- _SOURCE DATA_:
------------------------------

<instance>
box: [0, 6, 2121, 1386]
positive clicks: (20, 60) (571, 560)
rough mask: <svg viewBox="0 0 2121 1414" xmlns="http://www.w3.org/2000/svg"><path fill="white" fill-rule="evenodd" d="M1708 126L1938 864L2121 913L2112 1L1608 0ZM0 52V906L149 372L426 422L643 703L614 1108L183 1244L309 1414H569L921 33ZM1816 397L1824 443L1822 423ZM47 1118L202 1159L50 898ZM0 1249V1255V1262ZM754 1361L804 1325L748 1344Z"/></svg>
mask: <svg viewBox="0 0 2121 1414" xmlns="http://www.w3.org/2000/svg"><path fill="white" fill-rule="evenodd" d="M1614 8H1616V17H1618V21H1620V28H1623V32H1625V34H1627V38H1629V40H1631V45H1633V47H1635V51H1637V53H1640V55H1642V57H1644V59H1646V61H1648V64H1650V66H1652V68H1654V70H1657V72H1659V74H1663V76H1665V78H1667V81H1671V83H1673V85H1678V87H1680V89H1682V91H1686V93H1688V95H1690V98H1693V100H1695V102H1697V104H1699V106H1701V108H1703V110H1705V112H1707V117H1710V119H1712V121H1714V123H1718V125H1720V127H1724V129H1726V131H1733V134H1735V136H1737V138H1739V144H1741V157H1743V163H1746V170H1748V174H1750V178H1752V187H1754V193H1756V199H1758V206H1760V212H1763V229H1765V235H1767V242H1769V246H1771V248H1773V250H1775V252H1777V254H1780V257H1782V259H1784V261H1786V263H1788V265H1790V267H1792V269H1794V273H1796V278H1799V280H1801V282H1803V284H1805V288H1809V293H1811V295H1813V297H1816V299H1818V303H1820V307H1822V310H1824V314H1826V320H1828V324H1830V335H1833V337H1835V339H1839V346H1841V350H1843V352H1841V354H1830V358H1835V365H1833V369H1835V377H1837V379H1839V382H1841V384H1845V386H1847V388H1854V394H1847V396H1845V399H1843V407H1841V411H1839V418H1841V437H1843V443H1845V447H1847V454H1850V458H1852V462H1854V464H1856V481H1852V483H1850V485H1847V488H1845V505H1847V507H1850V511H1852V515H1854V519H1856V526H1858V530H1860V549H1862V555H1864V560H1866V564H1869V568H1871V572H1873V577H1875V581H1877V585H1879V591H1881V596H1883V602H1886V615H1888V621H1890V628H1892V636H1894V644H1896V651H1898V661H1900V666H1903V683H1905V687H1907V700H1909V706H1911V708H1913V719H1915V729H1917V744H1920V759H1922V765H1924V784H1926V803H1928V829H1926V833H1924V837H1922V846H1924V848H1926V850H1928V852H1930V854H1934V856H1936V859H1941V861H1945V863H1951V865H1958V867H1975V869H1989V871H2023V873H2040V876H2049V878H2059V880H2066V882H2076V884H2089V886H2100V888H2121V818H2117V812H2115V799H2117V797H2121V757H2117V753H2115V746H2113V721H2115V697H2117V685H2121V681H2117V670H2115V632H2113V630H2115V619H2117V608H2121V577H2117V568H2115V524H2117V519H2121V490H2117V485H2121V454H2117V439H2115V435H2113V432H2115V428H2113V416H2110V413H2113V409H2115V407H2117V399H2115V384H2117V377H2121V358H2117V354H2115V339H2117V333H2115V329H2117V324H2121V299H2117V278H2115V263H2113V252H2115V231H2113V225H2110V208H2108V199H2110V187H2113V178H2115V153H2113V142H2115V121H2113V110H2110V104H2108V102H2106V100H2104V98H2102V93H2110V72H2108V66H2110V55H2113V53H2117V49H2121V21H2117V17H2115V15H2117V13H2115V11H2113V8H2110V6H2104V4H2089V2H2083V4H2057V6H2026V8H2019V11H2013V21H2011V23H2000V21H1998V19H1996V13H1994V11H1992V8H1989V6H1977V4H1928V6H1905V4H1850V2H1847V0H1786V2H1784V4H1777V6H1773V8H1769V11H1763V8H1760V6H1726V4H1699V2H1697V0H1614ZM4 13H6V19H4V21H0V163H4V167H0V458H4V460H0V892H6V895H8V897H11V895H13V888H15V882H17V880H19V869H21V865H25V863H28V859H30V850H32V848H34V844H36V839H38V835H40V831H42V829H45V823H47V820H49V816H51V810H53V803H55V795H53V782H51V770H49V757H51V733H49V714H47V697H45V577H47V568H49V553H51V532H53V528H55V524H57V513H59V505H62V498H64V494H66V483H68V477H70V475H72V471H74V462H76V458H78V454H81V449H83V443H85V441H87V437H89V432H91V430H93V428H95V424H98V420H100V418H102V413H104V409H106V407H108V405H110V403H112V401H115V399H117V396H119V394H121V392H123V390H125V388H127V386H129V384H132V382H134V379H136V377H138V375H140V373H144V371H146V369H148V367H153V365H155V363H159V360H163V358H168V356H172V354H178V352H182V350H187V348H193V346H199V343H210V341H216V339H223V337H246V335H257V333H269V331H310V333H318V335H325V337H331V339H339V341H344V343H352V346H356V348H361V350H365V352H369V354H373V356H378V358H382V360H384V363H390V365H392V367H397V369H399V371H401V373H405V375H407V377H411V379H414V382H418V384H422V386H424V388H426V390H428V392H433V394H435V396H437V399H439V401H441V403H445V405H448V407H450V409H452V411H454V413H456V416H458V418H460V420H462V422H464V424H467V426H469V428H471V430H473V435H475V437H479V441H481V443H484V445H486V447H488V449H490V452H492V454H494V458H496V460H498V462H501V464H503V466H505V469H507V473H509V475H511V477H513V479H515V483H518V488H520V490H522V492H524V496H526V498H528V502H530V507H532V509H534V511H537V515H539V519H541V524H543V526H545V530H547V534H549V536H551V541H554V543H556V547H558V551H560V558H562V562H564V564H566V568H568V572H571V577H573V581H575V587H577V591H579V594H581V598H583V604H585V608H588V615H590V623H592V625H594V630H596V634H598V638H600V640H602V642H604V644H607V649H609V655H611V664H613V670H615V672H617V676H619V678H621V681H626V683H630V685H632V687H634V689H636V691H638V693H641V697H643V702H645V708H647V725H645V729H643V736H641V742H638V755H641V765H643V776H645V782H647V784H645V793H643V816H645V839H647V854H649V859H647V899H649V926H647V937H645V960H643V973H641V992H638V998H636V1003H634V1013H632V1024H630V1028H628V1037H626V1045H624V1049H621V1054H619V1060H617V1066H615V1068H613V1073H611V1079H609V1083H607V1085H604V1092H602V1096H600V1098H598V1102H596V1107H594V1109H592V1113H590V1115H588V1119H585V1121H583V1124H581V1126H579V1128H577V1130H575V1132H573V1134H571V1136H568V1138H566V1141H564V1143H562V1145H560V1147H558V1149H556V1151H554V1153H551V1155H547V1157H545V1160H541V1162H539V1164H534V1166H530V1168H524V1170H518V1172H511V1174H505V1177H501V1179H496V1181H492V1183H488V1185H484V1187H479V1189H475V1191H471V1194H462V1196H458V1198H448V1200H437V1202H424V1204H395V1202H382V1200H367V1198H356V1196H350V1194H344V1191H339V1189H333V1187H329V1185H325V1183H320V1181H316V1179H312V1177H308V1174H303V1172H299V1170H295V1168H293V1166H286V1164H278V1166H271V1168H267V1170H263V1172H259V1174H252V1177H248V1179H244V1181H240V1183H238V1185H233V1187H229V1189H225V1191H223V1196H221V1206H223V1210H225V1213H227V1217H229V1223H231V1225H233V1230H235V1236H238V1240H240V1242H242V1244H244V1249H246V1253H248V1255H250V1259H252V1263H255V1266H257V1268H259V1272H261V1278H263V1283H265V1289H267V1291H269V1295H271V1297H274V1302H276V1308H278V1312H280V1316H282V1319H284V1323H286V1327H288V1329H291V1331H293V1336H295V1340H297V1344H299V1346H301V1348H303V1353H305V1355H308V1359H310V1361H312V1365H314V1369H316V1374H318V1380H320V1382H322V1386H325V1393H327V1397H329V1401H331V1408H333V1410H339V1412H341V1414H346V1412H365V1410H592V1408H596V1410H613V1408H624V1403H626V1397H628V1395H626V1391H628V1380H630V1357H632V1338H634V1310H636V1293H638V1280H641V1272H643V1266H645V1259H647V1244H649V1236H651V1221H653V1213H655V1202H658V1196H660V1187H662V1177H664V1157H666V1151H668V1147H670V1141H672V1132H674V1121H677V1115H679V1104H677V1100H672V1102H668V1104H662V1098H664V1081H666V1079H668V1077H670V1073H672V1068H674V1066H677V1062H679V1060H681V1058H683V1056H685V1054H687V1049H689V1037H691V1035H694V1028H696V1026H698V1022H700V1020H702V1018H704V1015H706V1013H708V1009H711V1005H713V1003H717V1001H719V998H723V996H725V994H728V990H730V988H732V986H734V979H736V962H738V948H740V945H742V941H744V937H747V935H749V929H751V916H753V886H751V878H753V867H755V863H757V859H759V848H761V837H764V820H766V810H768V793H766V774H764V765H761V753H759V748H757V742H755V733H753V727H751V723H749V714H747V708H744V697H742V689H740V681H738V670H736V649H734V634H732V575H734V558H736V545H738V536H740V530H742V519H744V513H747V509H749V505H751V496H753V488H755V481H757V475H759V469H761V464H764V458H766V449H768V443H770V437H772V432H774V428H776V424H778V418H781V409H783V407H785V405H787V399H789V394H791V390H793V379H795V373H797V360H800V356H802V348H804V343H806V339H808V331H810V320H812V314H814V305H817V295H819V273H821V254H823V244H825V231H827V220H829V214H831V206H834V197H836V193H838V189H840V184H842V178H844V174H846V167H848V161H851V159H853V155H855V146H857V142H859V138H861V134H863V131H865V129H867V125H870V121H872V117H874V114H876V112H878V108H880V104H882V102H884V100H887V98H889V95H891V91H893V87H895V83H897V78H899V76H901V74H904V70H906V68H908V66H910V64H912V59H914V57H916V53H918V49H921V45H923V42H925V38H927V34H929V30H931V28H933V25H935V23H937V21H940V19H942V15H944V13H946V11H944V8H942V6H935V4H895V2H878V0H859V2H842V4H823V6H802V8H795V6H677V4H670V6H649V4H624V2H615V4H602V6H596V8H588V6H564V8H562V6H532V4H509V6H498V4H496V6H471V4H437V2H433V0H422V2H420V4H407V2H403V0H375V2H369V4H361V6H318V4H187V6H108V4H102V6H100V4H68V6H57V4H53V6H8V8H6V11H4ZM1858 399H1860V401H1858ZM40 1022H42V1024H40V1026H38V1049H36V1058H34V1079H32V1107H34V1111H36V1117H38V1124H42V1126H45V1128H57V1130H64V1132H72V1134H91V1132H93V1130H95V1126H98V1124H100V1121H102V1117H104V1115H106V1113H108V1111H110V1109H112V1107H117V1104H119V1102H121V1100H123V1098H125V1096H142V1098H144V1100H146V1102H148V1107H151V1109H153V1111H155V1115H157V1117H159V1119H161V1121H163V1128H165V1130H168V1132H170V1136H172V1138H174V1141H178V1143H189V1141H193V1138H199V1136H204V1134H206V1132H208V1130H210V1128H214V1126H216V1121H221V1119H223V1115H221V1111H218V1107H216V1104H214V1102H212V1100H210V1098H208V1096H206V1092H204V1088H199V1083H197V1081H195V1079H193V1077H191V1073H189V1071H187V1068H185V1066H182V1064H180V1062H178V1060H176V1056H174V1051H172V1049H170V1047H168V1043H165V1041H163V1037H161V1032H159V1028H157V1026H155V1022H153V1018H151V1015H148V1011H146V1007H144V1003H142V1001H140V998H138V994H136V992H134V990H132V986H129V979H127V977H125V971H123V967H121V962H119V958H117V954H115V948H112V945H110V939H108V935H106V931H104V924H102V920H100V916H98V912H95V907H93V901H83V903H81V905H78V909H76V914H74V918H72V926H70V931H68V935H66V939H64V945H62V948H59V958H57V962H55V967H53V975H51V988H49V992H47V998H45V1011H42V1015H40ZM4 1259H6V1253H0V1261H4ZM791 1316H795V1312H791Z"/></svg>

------------------------------

- _WORK TO COMPLETE_: From the first line of the data above through the line containing "positive clicks: (20, 60) (571, 560)", set each line down again exactly; include both ends and omit everything else.

- _PROBLEM SOLUTION_:
<instance>
box: [0, 6, 2121, 1386]
positive clicks: (20, 60) (571, 560)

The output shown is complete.